**Data provided**
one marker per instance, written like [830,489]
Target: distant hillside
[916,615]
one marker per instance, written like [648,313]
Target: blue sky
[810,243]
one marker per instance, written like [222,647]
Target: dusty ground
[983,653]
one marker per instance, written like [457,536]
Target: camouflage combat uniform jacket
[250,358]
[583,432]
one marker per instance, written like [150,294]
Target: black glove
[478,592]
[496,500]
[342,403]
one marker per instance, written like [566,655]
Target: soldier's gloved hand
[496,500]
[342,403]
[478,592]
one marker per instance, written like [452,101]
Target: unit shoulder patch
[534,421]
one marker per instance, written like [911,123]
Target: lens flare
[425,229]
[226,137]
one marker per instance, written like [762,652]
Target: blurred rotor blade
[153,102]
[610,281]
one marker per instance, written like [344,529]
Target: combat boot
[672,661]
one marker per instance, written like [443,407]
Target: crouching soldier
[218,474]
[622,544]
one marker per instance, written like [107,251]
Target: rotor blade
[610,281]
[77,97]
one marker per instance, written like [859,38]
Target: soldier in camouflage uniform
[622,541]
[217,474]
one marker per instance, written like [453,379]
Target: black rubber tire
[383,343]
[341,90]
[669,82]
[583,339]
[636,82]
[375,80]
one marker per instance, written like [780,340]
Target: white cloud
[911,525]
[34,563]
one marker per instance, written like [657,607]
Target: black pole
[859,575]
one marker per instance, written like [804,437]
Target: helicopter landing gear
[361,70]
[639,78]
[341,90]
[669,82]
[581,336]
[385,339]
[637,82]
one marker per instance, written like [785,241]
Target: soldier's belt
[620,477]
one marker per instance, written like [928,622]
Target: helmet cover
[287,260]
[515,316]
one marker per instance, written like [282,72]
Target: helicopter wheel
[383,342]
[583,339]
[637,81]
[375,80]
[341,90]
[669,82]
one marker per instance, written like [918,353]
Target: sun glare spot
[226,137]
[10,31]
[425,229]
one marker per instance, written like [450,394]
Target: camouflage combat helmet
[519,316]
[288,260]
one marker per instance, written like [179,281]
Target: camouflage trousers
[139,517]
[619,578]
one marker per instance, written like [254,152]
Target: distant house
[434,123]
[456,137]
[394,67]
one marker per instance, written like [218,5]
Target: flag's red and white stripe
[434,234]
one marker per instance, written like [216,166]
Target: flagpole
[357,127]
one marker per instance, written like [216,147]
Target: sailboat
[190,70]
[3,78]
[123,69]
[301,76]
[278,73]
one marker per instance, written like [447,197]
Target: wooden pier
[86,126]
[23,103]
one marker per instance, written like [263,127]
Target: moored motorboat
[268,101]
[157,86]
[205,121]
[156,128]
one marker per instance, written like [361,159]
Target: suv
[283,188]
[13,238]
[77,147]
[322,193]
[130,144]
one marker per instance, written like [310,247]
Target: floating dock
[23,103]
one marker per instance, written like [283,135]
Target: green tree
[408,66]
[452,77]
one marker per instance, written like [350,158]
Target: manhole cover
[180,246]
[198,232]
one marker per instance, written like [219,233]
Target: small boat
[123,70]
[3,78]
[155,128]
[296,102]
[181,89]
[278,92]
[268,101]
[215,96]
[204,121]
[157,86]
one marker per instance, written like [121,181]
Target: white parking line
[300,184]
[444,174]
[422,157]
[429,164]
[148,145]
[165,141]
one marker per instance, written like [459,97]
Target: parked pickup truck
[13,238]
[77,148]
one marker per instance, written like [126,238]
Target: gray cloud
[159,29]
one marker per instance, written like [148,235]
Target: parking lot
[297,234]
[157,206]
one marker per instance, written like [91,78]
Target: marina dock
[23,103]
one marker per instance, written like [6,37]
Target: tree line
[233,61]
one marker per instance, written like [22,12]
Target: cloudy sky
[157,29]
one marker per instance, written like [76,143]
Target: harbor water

**Exercise aim**
Copy all the records again, swapping every "marker" for "point" and leaving everything else unchanged.

**Result**
one point per instance, written like [830,489]
Target: distant hillside
[916,615]
one point per instance, written like [648,313]
Target: blue sky
[810,243]
one point per instance, written like [222,647]
Target: dusty ground
[983,653]
one point per instance, written like [457,536]
Target: camouflage combat uniform jacket
[250,358]
[583,432]
one point per instance, written like [150,294]
Target: black glove
[478,592]
[496,500]
[342,403]
one point per instance, written like [566,655]
Target: soldier's gloved hand
[496,500]
[342,403]
[478,592]
one point per instance, written like [452,101]
Target: unit shoulder patch
[534,421]
one point per instance, written like [911,123]
Target: lens flare
[425,229]
[226,137]
one point per instance, written like [762,652]
Target: blurred rotor blade
[153,102]
[610,281]
one point per instance, written like [344,529]
Target: combat boot
[672,661]
one point per instance, written like [443,407]
Target: crouching soldier
[218,474]
[622,544]
one point per instance, written like [107,251]
Target: rotor blade
[610,281]
[77,97]
one point per instance, written like [859,38]
Target: soldier in camouflage uniform
[622,541]
[217,474]
one point per instance, written like [453,379]
Target: black rubber tire
[383,343]
[341,90]
[669,82]
[583,339]
[636,82]
[375,80]
one point per instance, written like [780,340]
Target: white cloud
[911,525]
[34,563]
one point per instance, written like [657,607]
Target: black pole
[859,575]
one point per instance, written like [804,437]
Target: helicopter landing gear
[361,70]
[639,78]
[341,90]
[669,82]
[581,336]
[385,339]
[637,82]
one point per instance, written like [785,241]
Target: soldier's belt
[620,477]
one point per instance, written like [928,622]
Target: helmet cover
[287,260]
[515,316]
one point per instance, written like [282,72]
Target: helicopter wheel
[383,342]
[583,339]
[637,81]
[375,80]
[341,90]
[669,82]
one point per instance, written like [918,353]
Target: sun glare spot
[226,137]
[10,31]
[425,229]
one point per instance, written like [450,394]
Target: camouflage combat helmet
[519,316]
[288,260]
one point per instance, written like [179,281]
Target: camouflage trousers
[139,517]
[619,578]
one point per instance, written like [254,152]
Target: distant house
[434,123]
[456,137]
[394,67]
one point per instance, written like [218,5]
Target: flag's red and white stripe
[434,234]
one point per instance, written like [216,166]
Target: flagpole
[357,127]
one point per instance, written like [216,147]
Target: sailboat
[190,70]
[3,78]
[123,69]
[301,76]
[278,73]
one point per instance, written like [447,197]
Target: wooden pier
[86,126]
[23,103]
one point per instance, written like [263,127]
Target: moored motorboat
[268,101]
[157,86]
[205,121]
[156,128]
one point per instance, written like [361,159]
Target: suv
[283,188]
[13,238]
[77,147]
[322,193]
[130,144]
one point per instance, written like [310,247]
Target: floating dock
[23,103]
one point per instance, written like [283,135]
Target: green tree
[408,66]
[452,77]
one point per instance, written like [350,158]
Target: manhole cover
[180,246]
[198,232]
one point per instance, written like [219,233]
Target: small boat
[123,70]
[3,78]
[155,128]
[296,102]
[181,89]
[278,92]
[268,101]
[215,96]
[204,121]
[157,86]
one point per instance, written like [121,181]
Target: white parking line
[300,184]
[444,174]
[422,157]
[429,164]
[148,145]
[165,141]
one point per instance, written like [459,97]
Target: parked pickup truck
[13,238]
[77,148]
one point per instance, written like [126,238]
Target: gray cloud
[159,29]
one point per instance, written like [148,235]
Target: parking lot
[297,234]
[157,206]
one point per instance, written like [91,78]
Target: marina dock
[23,103]
one point per instance, written like [6,37]
Target: tree line
[233,61]
one point per instance, written like [22,12]
Target: cloudy sky
[157,29]
one point per instance, written like [76,143]
Target: harbor water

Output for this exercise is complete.